### Tasks to carry out
1 > In the text on Qaqao lexics, what five general classes of tokens does the scanner divide the character stream into at the structural level?
2 > Write out the passage on Qaqao lexics word for word, from "Type literals convey" to "from the state.".

Qaqao lexics is divided into two levels: structural lexics and semantic lexics. At the structural level, the scanner divides the character stream into five general classes of tokens: comments, directives, whitespace, delimiters and identifiers. On the semantic level, identifiers are further classified according to their form. Both levels are specified using regular expressions. Implementations of Qaqao may use a single scanner for both lexical levels or may scan the structural level separately from the semantic level. This section deals with semantic lexics, which applies only to identifier tokens.

There are two general semantic classes of identifiers: type literals and general names. Type literals are names of objects that directly convey the state of the object through the structure of the name; all other identifiers are general names.

Type literals convey the state of the corresponding object through the their
name.
Thus, the name itself is a representation of an actual object's state,
such that it is possible to compute the state from the name and to
compute the name (or a closely similar name) from the state.
For example, the decimal Integer literals *0*, *1* and
−*28* convey the value of the corresponding Integer object,
and a String corresponding to the names can easily be computed from the
objects.
Using a literal name in a program causes the corresponding object
to be created if it does not already exist.
If the object is already instantitated, the use of the name references
the object.

The Qaqao language includes both integer and floating-point literals
as well as bit, bit vector, character and string literals.

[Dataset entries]
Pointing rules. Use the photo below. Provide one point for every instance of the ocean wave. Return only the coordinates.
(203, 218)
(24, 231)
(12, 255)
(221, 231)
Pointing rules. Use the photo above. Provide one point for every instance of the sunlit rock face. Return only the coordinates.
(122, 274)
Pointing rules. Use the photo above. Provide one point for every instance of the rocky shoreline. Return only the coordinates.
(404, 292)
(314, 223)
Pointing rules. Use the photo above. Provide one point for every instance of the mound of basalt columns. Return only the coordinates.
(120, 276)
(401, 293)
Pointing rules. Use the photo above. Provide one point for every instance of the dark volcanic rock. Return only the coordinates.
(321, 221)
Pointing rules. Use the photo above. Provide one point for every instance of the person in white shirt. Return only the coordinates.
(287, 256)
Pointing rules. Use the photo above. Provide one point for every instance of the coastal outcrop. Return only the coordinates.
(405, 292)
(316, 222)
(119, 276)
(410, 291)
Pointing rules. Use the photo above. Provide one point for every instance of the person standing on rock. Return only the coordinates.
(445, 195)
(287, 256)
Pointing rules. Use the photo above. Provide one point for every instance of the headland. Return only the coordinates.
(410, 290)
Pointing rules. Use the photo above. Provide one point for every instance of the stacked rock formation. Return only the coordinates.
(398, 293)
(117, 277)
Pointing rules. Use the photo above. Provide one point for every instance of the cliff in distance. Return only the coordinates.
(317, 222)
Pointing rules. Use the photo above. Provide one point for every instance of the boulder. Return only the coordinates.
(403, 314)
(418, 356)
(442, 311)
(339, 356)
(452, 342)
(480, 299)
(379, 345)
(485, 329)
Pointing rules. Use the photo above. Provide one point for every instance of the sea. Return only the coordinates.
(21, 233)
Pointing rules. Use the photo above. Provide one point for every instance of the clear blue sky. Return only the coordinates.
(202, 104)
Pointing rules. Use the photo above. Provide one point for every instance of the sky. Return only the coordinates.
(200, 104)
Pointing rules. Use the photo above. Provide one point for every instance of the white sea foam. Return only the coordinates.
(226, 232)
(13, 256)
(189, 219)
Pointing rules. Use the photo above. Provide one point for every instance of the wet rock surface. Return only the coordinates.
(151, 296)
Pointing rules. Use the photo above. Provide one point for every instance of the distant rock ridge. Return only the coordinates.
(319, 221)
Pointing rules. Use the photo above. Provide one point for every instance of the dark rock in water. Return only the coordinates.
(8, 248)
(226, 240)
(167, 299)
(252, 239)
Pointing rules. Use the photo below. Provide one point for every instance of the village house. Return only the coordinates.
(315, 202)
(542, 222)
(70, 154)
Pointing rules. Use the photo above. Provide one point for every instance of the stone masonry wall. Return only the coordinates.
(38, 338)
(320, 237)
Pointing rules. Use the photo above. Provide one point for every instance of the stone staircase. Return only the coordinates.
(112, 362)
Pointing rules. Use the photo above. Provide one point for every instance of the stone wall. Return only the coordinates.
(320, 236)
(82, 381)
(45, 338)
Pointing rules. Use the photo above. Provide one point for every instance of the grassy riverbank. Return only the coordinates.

### Results for each task
1 > Comments, directives, whitespace, delimiters and identifiers.

2 >
Type literals convey the state of the corresponding object through the their
name.
Thus, the name itself is a representation of an actual object's state,
such that it is possible to compute the state from the name and to
compute the name (or a closely similar name) from the state.